OBJECTIVE 1 — Count the lines of the records that contain the string "microwave", treating uppercase and lowercase as different, and give only that number.

TEXT SECTION —
========

There is not any formal support for non-equality operations on encrypted values in Cosmos DB.
Due to the nature of how always encrypted works, the service never gets enough information about the string to be able to index it or even scan it to fulfill range or partial comparisons. This is by design if you need to ensure that Cosmos DB never has your data in plaintext, even in memory. Any solution for this would need to be something your application layer orchestrates.
There are options you could consider, broadly, for this type of problem. None of them are particularly straightforward and you'll need to do additional research and verification with security experts. If this is not a fundamental requirement, the effort and cost may not be worth it.
- Tokenization: If you need to perform "LIKE" expressions on an encrypted string, you could tokenize that string into several substrings (for example, splitting based on whitespace). You'd then insert a document for each substring with a pointer back to the original document and the encrypted substring. When you did a search, you'd then take the search term and pass it through the same tokenizer, then do exact matches on all (or some) of the tokens.
//pseudo-code - not tested, no error handling, etc.
source = database['source'].items // assume "encrypted_string" is encrypted
index = database['index'].items // assume "encrypted_token" is encrypted
// simple tokenizer which lower cases all letters, removes any symbols like ".,/()", and splits based on whitespace
function tokenize(plaintext_string){
return plaintext_string.toLower().replace(SYMBOLS,'').split(WHITESPACE)
}
// Each insert creates 1 doc in source and N-docs in index, depending on tokenized length
function insert(doc) {
const tokens = tokenize(doc.encrypted_string)
source.create(doc)
for(const token of tokens) {
index.create({pk: token, id: `${doc.pk}##${doc.id}`, source_pk: doc.pk, source_id: doc_id)
}
}
const SEARCH_PREFIX = 'select * from index where '
// Returns an array of results from source, and includes a "match_terms" field which has which terms matched
function search(query_str) {
const query_tokens = tokenize(query_str).map(token => `encrypted_token = "${token}"`
const sql_filter = SEARCH_PREFIX + query_tokens.join(' or ')
const matches = index.query(sql_filter).fetchAll()
const results = {};
for(const match of matches) {
const result = source.item(match.source_pk, match.source_id)
const result_key = match.id
const match_term = match.pk
if(results[match.id] !== undefined) {
results[match.id].match_terms.push(match_term)
} else {
results[match.id] = { ...result, match_terms: [match_term] }
}
}
return results
}
insert({pk: 'chris@example.com', id: '12345', encrypted_string: 'very secret string...'})

========

RECORDS TO USE —
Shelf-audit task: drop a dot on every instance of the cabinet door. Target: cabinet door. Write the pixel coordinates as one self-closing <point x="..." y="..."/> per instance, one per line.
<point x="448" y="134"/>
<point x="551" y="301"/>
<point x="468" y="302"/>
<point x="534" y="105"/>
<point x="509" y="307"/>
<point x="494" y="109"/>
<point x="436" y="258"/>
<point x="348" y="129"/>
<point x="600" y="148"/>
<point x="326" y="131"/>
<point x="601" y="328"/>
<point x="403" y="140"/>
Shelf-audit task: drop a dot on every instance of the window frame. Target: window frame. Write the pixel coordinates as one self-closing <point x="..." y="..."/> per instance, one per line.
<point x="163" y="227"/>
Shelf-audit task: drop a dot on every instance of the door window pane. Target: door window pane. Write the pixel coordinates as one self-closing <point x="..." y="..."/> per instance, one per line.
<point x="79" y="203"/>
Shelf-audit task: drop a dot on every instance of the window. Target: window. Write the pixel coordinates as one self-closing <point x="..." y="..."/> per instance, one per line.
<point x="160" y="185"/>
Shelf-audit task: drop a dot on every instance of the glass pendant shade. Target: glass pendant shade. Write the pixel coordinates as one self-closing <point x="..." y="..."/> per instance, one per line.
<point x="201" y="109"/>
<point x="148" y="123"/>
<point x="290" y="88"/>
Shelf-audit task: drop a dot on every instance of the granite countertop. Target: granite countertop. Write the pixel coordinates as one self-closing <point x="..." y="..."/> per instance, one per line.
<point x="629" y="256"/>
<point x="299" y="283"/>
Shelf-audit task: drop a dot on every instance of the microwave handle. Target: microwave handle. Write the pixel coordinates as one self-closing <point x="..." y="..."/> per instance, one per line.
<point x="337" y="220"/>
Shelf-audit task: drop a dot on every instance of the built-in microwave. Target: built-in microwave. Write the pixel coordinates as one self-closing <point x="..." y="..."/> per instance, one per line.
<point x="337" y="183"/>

========

OBJECTIVE 2 — Rewrite the passage of the Cosmos DB encryption text starting at "There are options" and ending at "of the tokens.", renaming "security experts" as "cryptography specialists".

COMPLETE RESPONSE 1 — 2

COMPLETE RESPONSE 2 —
There are options you could consider, broadly, for this type of problem. None of them are particularly straightforward and you'll need to do additional research and verification with cryptography specialists. If this is not a fundamental requirement, the effort and cost may not be worth it.
- Tokenization: If you need to perform "LIKE" expressions on an encrypted string, you could tokenize that string into several substrings (for example, splitting based on whitespace). You'd then insert a document for each substring with a pointer back to the original document and the encrypted substring. When you did a search, you'd then take the search term and pass it through the same tokenizer, then do exact matches on all (or some) of the tokens.